Text:
Italian public debt has swelled to its highest ever level, reaching €2.014 trillion in October, the Bank of Italy said today.
The increase highlighted the country's fragile financial state in spite of the raft of austerity measures and reforms imposed by Prime Minister Mario Monti.
The Italian economy, the third-largest in the euro zone, is in recession as the government has enacted spending cuts and tax hikes.
The latest figures show the debt pile has risen by 3.7% since January 2012, when it was €1.94 trillion.
With debts worth 126% of the country's annual economic output, Italy has the second-highest debt-to-GDP ratio in the euro zone, behind only Greece.
According to consumer group Codacons, Italy's debt load works out at €82,192 per household - up €4,400 on the beginning of the year.
''The Monti government would do well to consider that you don't bring down debt only with taxes, but through an increase in revenues due to the generation of more wealth," Codacons said in a statement.
The consumer group also criticised Monti for not doing more to cut waste, and specifically for dropping the battle to reduce the number of provinces during his mandate.
Monti was tapped by Italy's president to lead the country in November 2011 after the then-premier Silvio Berlusconi was forced to step down after international markets lost confidence in his ability to save the country from a Greek-style debt crisis.
Monti, a respected economist and former European commissioner, and his government of unelected technocrats won back a degree of international credibility through a series of tax hikes and fiscal reforms that have been unpopular - but largely accepted - at home.
Thanks to a combination of the European Central Bank offering to buy up unlimited quantities of short-term bonds in countries struggling with their debt and Monti's reforms, Italy's borrowing costs have been kept down in recent months.

Region labeling items:
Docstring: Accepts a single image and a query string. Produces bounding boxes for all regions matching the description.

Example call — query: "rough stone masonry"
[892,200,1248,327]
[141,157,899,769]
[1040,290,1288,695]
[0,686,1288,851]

Problem to work on: Decide whether each statement agrees with the article on Italy's public debt. Answer yes or no for each, and quote the words from the article that decide it. (a) Italy's debt stood at €1.94 trillion in January 2012. (b) Italy has the highest debt-to-GDP ratio in the euro zone. (c) Italy's president chose Monti to lead the country.

Answer to the exercise:
(a) Yes: "The latest figures show the debt pile has risen by 3.7% since January 2012, when it was €1.94 trillion."
(b) No: "Italy has the second-highest debt-to-GDP ratio in the euro zone, behind only Greece."
(c) Yes: "Monti was tapped by Italy's president to lead the country in November 2011"